The task
Look below. Copy each line that has "card" in it.

Text-to-region grounding data

━━━━

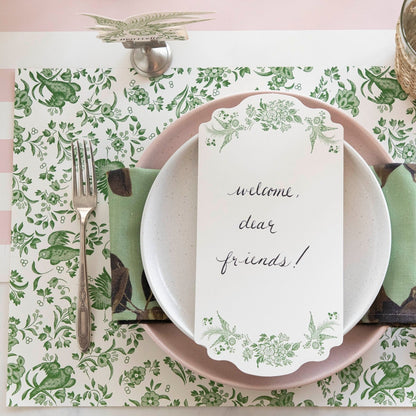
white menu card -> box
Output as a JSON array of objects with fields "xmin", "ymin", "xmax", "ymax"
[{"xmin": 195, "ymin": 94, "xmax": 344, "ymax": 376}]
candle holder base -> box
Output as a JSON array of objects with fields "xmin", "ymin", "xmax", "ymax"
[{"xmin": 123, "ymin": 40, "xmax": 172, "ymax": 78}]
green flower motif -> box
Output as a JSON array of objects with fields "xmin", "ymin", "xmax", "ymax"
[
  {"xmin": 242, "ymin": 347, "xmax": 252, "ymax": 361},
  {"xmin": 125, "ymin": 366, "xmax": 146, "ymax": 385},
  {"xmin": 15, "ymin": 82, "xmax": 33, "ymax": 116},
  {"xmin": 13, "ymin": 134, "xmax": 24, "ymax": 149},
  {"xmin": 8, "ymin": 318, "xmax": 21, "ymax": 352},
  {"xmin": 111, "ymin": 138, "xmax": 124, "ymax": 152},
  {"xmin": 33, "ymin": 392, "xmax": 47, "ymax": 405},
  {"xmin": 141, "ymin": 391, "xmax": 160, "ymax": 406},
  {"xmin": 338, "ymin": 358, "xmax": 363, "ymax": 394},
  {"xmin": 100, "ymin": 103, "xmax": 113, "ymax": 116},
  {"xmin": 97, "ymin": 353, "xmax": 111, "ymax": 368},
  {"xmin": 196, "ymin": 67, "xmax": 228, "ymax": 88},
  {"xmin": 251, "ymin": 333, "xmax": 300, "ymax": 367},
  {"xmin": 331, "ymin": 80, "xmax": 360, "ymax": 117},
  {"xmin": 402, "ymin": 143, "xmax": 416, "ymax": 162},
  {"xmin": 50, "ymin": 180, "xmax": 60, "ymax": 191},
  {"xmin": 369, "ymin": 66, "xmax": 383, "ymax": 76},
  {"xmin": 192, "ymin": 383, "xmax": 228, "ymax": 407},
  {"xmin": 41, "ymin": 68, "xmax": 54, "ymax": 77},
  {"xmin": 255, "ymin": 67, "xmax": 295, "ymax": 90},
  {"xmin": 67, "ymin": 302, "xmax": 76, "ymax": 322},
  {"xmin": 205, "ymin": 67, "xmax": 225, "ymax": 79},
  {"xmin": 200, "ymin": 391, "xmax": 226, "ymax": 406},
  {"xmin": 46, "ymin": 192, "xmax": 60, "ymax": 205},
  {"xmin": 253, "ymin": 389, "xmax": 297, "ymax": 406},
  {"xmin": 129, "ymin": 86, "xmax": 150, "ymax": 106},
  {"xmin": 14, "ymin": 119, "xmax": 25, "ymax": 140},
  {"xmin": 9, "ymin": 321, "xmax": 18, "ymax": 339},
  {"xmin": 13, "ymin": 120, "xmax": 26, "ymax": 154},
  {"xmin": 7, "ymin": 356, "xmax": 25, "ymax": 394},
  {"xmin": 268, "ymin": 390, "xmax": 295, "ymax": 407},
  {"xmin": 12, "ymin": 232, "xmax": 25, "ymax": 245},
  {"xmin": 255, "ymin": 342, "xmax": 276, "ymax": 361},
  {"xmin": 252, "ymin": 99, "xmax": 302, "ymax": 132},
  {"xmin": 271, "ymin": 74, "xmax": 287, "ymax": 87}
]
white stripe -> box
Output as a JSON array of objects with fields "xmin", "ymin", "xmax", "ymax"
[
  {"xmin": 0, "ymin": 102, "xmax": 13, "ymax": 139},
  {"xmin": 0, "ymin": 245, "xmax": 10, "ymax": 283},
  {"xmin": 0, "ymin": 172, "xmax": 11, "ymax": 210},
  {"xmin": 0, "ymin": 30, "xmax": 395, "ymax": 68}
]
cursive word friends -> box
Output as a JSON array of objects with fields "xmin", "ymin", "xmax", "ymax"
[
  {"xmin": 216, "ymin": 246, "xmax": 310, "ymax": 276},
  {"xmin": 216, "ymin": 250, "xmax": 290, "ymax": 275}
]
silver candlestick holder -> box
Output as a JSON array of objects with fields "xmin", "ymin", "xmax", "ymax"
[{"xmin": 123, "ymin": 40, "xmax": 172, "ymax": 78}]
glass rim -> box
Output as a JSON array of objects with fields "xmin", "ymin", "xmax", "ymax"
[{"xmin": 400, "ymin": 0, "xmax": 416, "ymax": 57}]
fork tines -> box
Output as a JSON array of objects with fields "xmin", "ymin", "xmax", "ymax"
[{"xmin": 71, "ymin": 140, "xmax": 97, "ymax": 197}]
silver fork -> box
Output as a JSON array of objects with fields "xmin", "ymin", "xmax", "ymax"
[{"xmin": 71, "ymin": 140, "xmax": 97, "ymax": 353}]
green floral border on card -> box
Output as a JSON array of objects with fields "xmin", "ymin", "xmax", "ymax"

━━━━

Expected answer
white menu card -> box
green floral border on card -> box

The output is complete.